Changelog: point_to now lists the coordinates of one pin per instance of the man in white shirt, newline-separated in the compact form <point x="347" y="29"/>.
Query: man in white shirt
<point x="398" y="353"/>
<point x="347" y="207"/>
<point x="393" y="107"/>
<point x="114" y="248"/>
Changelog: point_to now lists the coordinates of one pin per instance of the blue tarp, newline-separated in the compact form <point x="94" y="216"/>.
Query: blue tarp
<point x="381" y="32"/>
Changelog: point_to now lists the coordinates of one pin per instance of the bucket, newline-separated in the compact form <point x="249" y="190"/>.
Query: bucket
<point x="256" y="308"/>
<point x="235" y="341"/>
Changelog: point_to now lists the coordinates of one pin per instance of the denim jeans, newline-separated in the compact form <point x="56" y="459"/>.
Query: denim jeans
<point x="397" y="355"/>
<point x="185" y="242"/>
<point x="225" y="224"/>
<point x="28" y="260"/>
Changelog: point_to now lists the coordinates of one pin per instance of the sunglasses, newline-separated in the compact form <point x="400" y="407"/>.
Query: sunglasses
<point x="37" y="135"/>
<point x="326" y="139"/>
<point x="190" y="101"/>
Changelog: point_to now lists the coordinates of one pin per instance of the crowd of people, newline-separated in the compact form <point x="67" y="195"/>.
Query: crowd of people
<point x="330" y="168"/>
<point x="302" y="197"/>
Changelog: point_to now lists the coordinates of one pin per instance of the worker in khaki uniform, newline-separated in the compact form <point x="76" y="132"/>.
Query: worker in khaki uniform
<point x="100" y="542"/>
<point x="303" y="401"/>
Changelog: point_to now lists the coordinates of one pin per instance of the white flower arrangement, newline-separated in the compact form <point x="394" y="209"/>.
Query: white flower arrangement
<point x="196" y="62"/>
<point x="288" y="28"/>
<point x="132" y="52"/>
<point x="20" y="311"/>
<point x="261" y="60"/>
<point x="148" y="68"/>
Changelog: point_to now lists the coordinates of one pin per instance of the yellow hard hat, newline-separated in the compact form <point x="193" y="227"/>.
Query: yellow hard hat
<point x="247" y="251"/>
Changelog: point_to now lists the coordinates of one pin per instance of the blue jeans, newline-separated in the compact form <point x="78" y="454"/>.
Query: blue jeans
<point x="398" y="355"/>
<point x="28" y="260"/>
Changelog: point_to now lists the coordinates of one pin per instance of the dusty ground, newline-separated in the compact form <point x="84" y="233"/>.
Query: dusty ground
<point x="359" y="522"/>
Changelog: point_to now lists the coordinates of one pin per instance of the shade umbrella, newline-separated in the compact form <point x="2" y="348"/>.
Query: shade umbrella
--------------------------------------------------
# THE PROBLEM:
Reproduce every line of the records above verbatim, changing nothing.

# ANSWER TO THE PROBLEM:
Changelog: point_to now lists the coordinates of one pin per instance of the man in white shirt, newline-separated in the compact form <point x="347" y="29"/>.
Query: man in white shirt
<point x="398" y="353"/>
<point x="347" y="207"/>
<point x="393" y="107"/>
<point x="114" y="248"/>
Changelog: point_to now lists the coordinates of one pin per instance of the blue tarp, newline-separated in the compact form <point x="94" y="216"/>.
Query: blue tarp
<point x="381" y="32"/>
Changelog: point_to now lists the coordinates of one pin per instance of the bucket, newline-separated in the compact form <point x="249" y="190"/>.
Query: bucket
<point x="256" y="308"/>
<point x="235" y="341"/>
Changelog: point_to now lists the coordinates of one pin per instance of the denim jeans, newline-separated in the compact form <point x="56" y="459"/>.
Query: denim jeans
<point x="397" y="355"/>
<point x="185" y="242"/>
<point x="225" y="224"/>
<point x="28" y="260"/>
Changelog: point_to now lists the coordinates of one pin per instance of the sunglasses, newline-separated in the compact form <point x="400" y="407"/>.
Query: sunglasses
<point x="37" y="135"/>
<point x="326" y="139"/>
<point x="190" y="101"/>
Changelog: point_to now lists the coordinates of one pin per instance of the crowd of people, newline-separated in the compact form <point x="67" y="195"/>.
Query: crowd of people
<point x="330" y="168"/>
<point x="302" y="197"/>
Changelog: point_to now lists the coordinates of one pin per instance of the worker in khaki uniform, newline-separated in the compact form <point x="76" y="132"/>.
Query: worker in khaki uniform
<point x="100" y="542"/>
<point x="303" y="401"/>
Changelog: point_to now lists the coordinates of one pin per instance of the white flower arrangement, newline-separated in the compact form <point x="394" y="209"/>.
Query: white flower arrangement
<point x="196" y="62"/>
<point x="288" y="28"/>
<point x="132" y="52"/>
<point x="20" y="311"/>
<point x="261" y="60"/>
<point x="148" y="68"/>
Changelog: point_to now lists the coordinates of one pin per instance of the yellow hard hat, newline-separated in the compact form <point x="193" y="227"/>.
Query: yellow hard hat
<point x="247" y="251"/>
Changelog: point_to now lists the coordinates of one pin per instance of the blue jeans, newline-separated in the compact form <point x="78" y="454"/>.
Query: blue jeans
<point x="398" y="355"/>
<point x="28" y="260"/>
Changelog: point_to now lists the coordinates of one pin per instance of the dusty ground, newline-separated in the compact form <point x="84" y="233"/>.
Query: dusty ground
<point x="359" y="522"/>
Changelog: point_to now lists the coordinates of one pin per instance of the shade umbrella, newline-separated in the compact form <point x="2" y="348"/>.
Query: shade umbrella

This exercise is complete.